# [AVAILABLE DATA]
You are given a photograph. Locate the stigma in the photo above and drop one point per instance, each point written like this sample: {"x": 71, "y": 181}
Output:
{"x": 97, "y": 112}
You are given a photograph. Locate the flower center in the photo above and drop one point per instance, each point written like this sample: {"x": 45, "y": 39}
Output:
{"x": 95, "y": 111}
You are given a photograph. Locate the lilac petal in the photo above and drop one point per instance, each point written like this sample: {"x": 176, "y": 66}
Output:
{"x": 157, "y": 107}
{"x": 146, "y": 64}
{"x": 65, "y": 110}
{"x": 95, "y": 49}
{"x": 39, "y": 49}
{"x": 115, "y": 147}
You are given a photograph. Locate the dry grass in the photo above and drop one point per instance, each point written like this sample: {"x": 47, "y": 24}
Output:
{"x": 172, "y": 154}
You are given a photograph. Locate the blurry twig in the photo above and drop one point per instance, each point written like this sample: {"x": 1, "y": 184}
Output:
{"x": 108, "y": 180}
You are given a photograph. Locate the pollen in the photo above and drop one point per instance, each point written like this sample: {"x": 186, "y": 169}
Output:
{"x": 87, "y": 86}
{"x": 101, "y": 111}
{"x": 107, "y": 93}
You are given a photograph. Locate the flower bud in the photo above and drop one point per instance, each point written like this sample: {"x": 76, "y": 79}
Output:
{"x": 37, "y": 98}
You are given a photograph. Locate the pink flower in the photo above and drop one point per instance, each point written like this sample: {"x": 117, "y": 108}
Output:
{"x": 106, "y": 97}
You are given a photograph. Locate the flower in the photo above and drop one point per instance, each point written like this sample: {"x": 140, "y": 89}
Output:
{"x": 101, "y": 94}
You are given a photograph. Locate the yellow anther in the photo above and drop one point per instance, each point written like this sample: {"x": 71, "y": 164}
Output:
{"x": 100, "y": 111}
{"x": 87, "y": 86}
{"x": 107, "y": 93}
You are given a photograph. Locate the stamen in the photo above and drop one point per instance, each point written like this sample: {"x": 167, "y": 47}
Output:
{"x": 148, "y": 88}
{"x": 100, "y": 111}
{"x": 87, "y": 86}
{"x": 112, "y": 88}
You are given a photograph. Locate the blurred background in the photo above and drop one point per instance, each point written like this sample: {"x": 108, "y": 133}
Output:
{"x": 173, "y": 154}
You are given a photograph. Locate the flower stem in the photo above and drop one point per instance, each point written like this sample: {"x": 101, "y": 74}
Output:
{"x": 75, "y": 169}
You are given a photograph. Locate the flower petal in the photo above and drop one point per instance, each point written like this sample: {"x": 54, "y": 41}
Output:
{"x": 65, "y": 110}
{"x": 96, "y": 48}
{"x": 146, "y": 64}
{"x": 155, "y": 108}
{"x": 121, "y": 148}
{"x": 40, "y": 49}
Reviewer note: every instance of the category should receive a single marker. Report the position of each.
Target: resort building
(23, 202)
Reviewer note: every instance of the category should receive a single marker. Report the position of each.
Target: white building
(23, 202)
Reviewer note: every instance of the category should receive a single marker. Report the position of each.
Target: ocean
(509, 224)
--
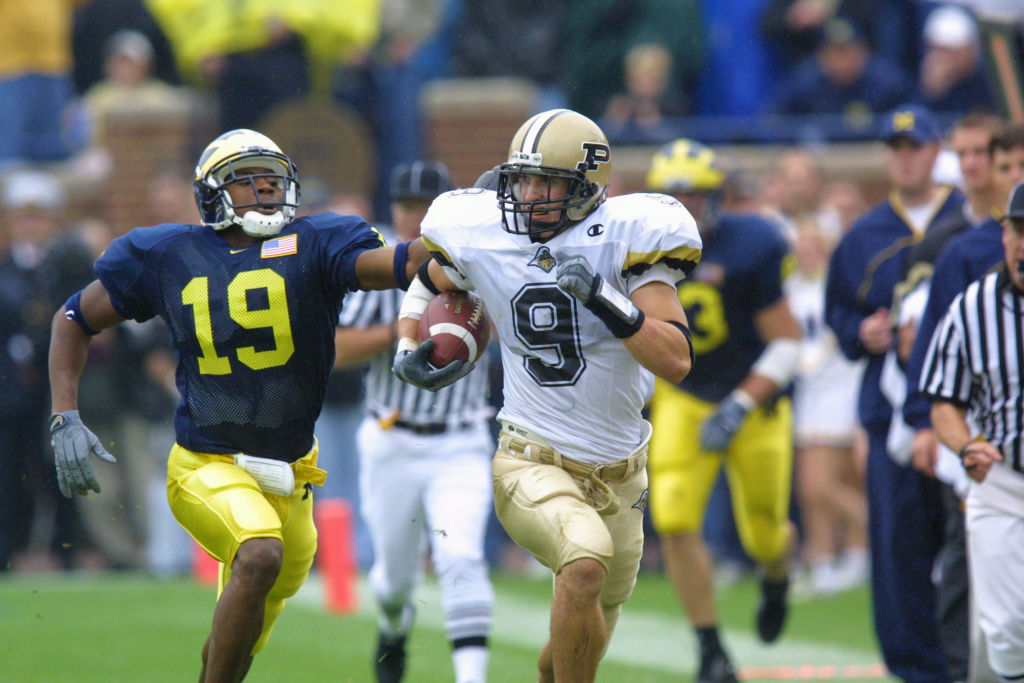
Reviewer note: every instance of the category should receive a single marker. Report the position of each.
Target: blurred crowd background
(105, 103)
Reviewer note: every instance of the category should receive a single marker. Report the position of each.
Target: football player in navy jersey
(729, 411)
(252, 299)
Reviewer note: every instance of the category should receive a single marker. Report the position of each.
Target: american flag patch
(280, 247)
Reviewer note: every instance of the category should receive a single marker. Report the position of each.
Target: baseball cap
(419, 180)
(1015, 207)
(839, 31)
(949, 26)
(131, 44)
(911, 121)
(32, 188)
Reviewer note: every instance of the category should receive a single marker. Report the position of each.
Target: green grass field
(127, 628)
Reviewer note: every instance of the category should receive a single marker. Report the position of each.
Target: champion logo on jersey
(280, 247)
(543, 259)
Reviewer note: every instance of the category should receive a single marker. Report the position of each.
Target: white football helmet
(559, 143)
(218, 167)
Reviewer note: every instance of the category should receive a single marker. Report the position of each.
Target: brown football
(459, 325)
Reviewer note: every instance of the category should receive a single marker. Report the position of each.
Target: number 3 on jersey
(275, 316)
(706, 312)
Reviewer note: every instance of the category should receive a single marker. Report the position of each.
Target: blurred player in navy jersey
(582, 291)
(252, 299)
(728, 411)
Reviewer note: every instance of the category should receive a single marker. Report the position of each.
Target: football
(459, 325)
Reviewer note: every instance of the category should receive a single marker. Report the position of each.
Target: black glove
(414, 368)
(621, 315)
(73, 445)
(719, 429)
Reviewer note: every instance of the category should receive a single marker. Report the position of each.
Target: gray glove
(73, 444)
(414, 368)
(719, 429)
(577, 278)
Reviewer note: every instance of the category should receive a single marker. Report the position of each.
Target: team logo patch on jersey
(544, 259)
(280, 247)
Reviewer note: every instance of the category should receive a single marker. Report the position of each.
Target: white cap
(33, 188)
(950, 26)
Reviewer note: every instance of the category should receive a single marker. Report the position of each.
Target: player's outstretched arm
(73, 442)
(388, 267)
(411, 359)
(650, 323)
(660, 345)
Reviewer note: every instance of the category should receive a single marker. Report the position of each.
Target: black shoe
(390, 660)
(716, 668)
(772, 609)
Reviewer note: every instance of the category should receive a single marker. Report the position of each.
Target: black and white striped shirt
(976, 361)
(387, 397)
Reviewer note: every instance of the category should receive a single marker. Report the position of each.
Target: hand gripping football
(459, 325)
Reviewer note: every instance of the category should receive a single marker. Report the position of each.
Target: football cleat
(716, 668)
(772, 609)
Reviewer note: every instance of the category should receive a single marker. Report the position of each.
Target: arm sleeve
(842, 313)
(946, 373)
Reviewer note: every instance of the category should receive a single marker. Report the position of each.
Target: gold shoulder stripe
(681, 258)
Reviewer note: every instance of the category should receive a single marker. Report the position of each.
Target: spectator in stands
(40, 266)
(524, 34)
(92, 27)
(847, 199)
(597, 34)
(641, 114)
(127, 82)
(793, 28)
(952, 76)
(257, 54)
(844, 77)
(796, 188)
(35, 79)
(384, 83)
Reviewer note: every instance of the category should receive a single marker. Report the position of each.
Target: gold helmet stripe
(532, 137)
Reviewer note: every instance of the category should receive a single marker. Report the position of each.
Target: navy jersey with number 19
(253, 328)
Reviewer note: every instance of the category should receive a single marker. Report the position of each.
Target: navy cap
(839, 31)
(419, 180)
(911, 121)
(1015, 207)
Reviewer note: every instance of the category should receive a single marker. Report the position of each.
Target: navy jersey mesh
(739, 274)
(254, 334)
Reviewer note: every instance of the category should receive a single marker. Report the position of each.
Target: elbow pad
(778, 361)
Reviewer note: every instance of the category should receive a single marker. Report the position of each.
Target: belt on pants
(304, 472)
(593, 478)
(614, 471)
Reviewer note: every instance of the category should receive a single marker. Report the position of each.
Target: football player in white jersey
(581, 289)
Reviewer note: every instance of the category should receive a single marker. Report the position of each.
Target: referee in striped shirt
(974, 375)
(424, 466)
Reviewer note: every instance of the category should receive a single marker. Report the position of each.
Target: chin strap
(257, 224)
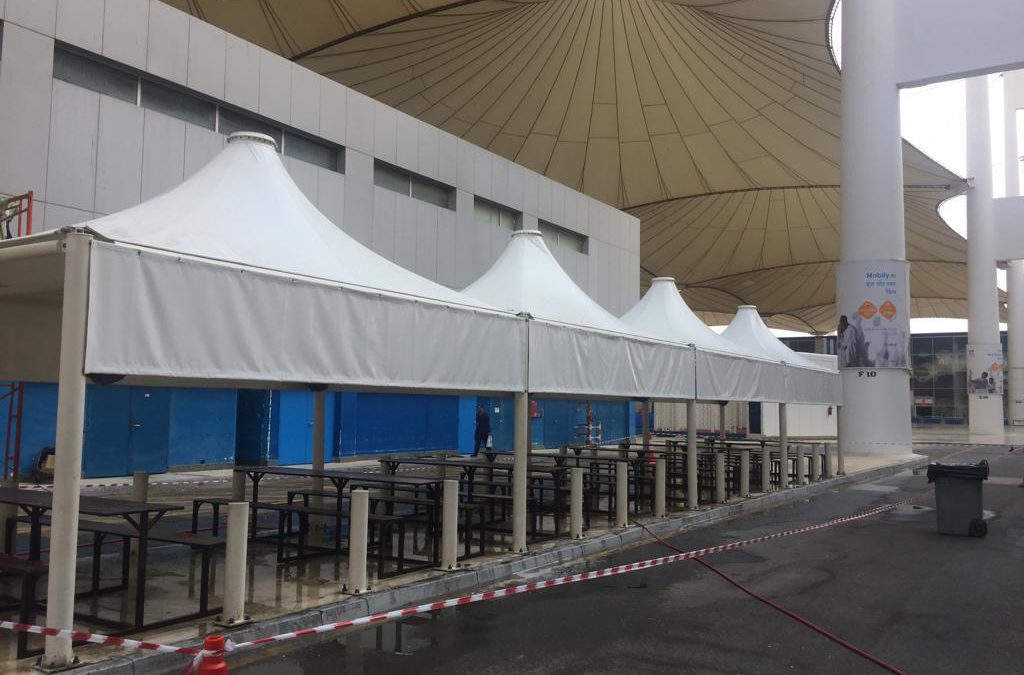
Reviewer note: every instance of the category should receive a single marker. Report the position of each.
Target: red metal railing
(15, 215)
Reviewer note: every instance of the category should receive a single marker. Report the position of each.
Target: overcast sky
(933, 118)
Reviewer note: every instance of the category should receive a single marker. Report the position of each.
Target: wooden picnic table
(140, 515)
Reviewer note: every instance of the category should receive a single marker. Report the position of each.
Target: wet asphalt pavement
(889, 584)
...
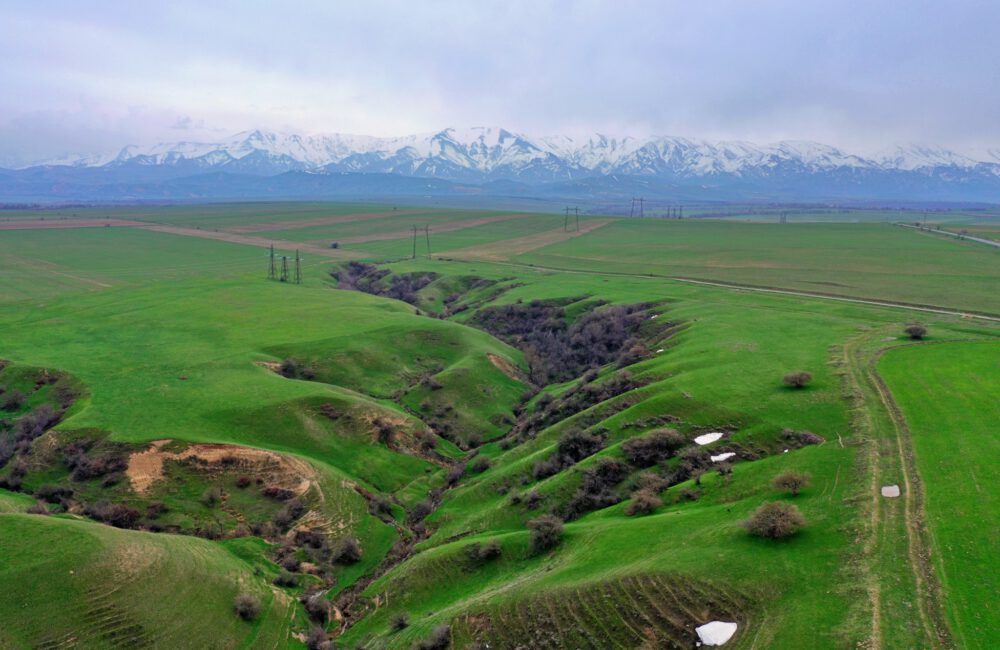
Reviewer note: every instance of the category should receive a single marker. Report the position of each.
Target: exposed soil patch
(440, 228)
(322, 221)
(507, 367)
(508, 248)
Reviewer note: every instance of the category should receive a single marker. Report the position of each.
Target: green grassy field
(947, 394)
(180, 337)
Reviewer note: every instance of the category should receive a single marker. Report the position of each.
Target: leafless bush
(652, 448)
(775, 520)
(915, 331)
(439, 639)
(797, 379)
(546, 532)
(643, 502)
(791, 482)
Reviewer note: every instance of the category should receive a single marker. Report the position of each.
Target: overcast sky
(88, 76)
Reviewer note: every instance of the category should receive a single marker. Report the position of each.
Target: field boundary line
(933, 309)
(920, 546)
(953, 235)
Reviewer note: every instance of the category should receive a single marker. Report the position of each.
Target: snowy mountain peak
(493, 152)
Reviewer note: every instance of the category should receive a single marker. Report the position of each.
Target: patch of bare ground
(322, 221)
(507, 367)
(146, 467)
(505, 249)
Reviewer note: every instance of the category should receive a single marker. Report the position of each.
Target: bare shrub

# [REQUIREMENT]
State how many lines in the material above contain the word "white". Give only the number.

# [COMPLETED EXERCISE]
5